— BEGIN INFORMATION SHOWN —

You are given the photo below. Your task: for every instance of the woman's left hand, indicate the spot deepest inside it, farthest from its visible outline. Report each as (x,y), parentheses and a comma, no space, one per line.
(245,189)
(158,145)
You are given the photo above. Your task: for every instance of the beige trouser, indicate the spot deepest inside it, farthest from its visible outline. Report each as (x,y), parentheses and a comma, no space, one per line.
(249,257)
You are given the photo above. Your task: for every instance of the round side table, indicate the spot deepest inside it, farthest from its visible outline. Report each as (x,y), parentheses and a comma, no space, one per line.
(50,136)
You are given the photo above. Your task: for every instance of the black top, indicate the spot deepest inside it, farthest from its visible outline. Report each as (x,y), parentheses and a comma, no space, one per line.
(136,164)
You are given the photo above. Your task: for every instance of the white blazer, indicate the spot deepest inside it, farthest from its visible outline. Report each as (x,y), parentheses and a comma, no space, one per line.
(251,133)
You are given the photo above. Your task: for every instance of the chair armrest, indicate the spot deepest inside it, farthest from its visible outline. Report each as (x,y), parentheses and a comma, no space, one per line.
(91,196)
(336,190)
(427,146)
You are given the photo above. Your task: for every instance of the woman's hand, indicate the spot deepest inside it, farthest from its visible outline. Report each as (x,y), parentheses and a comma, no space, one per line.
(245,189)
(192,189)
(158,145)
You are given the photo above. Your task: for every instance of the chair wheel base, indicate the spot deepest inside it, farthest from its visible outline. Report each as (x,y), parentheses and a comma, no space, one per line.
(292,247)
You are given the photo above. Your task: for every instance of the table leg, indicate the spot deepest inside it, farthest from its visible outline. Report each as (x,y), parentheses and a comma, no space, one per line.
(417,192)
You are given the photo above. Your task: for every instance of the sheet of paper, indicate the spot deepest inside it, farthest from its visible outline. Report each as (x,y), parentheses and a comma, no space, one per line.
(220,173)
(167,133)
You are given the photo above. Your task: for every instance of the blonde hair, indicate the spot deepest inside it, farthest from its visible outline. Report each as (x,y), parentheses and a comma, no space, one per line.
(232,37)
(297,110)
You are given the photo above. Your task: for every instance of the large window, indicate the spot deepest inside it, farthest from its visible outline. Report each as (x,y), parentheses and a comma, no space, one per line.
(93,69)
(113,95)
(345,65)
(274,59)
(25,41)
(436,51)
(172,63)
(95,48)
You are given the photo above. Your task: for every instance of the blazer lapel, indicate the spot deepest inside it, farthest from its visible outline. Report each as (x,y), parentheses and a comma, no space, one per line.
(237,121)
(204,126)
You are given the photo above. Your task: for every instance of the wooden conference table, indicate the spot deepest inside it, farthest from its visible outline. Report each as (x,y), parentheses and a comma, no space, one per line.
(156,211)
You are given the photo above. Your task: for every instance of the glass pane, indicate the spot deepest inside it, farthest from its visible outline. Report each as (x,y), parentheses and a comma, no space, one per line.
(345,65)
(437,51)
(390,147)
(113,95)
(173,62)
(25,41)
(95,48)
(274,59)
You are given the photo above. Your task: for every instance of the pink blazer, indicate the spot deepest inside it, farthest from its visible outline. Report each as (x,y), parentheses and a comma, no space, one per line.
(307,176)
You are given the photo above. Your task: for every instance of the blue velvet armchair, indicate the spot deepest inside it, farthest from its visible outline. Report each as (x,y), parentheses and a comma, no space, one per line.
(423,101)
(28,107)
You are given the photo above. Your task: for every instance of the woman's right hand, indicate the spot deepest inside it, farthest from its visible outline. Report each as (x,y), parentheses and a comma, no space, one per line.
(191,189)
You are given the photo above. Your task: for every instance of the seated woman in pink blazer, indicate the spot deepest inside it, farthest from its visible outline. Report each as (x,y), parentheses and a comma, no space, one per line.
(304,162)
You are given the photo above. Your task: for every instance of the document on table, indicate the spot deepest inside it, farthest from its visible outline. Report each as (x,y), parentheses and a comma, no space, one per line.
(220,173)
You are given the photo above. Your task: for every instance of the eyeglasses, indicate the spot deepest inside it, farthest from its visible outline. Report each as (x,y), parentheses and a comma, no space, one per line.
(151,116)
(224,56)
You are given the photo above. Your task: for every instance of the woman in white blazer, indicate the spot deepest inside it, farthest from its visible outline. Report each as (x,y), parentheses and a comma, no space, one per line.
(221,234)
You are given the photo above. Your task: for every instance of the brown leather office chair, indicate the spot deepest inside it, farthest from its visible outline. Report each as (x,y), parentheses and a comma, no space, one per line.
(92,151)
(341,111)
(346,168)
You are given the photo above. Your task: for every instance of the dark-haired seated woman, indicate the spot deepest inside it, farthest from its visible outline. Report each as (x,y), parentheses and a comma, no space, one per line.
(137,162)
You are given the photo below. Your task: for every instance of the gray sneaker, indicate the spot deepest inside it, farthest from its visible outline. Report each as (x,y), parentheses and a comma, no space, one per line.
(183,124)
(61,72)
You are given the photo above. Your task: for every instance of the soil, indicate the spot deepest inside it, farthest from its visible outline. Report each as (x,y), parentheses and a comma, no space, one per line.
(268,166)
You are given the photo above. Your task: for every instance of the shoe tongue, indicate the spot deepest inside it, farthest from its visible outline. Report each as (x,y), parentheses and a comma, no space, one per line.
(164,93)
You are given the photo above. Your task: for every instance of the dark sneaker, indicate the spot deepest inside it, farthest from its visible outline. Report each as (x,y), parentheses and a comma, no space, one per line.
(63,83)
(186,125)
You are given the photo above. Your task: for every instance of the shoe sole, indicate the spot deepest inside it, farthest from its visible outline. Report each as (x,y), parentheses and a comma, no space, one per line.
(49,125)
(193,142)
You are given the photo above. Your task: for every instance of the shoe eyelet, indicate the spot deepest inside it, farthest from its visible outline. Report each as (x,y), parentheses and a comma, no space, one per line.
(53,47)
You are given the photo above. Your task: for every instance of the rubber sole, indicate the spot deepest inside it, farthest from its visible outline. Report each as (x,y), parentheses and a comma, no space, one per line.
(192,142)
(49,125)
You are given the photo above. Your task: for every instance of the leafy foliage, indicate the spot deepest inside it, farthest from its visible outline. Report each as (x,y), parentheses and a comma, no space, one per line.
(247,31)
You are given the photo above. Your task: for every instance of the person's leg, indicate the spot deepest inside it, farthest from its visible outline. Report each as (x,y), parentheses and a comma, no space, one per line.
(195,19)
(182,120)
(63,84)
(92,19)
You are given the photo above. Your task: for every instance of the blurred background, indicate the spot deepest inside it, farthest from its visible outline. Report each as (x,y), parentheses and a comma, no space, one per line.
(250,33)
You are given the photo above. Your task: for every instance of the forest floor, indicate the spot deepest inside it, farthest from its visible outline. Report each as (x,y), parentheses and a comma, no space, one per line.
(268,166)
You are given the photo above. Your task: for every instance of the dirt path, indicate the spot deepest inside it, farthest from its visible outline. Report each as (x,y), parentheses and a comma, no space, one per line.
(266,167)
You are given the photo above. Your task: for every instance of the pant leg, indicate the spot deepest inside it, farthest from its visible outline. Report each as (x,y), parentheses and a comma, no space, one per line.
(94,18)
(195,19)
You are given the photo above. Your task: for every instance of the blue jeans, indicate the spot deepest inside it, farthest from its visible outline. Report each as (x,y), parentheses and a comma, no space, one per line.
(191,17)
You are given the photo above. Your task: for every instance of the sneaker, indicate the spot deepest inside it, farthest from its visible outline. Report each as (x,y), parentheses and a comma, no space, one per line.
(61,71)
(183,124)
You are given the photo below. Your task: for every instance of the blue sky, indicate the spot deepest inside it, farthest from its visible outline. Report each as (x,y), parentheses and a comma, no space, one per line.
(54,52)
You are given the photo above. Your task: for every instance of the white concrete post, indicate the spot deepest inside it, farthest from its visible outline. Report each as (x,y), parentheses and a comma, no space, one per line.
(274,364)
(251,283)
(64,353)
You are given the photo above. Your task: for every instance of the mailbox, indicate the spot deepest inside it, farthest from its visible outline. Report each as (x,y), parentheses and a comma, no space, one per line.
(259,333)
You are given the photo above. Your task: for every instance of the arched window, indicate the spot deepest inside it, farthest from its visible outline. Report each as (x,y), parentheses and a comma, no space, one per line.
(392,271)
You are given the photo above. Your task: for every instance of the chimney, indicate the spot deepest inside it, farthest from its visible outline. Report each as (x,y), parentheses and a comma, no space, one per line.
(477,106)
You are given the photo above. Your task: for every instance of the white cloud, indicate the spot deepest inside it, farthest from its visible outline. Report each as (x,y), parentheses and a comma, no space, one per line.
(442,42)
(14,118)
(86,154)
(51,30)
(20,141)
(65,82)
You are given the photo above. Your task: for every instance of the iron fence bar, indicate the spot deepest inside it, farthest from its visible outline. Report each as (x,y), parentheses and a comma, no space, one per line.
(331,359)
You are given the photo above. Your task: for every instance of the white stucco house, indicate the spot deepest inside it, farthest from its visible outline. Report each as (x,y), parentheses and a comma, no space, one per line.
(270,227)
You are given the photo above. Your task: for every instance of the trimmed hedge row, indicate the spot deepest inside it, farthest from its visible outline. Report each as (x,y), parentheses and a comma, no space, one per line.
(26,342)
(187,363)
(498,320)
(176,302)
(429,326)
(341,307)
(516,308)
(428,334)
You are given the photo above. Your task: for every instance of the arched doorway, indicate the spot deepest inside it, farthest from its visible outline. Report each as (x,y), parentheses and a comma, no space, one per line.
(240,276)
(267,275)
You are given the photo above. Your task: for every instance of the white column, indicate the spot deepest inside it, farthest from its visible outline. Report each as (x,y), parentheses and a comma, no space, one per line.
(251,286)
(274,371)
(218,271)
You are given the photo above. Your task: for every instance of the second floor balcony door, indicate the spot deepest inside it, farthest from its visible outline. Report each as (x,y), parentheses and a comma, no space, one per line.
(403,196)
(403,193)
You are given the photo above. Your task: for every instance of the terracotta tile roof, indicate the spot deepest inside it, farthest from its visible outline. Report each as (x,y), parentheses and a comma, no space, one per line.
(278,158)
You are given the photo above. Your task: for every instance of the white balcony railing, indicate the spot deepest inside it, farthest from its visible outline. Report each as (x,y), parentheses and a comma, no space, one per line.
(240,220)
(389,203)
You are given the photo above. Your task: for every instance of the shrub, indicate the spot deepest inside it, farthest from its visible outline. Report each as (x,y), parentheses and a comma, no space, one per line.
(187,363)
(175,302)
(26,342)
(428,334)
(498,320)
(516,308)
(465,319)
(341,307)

— END INFORMATION SHOWN —

**WRITTEN TASK**.
Give the lines from the one containing "arched doorway, indicate" through the end of the items as a Markdown table with the columns Row and Line, one numbered row per line and blank lines omitted.

**EXERCISE ANSWER**.
| Row | Line |
|---|---|
| 1 | You are given the photo above. Your task: for every instance of the arched doorway, indicate the spot deepest inside it, farthest from its visible outline. Report each as (x,y), parentheses and a comma, no space, one per line. |
| 2 | (240,276) |
| 3 | (267,275) |
| 4 | You are given the photo above. Your task: for every instance of the white column, indicate the spot deepest inside it, farthest from its visible outline. Report each as (x,y), parentheses and a comma, no space, one per line. |
| 5 | (251,286) |
| 6 | (274,371) |
| 7 | (218,271) |
| 8 | You are given the photo above. Your task: for every instance of the second floor balcony door, indicate the spot deepest inside it, farthest from its visible outline. Report each as (x,y), parentheses and a comma, no space, one per line. |
| 9 | (403,196) |
| 10 | (403,193) |
| 11 | You are given the photo above. Your task: for every instance of the terracotta tile roof, indicate the spot deepest inside it, farthest from its visible outline. Report each as (x,y), parentheses and a comma, no space, one per line. |
| 12 | (278,158) |
| 13 | You are given the photo above. Your task: for every instance of the white balcony railing, indicate the spot deepest inside it, farthest from its visible outline. Report each as (x,y), parentheses and a comma, no space, one per line. |
| 14 | (240,220) |
| 15 | (389,203) |
| 16 | You are given the photo above. Your task: for every instance of the shrub, indicate the spot deepest inside it, farthest from its visible outline. Report each as (x,y), parentheses and a comma, no space, one per line. |
| 17 | (187,363) |
| 18 | (175,302) |
| 19 | (26,342) |
| 20 | (428,334) |
| 21 | (498,320) |
| 22 | (516,308) |
| 23 | (465,319) |
| 24 | (341,307) |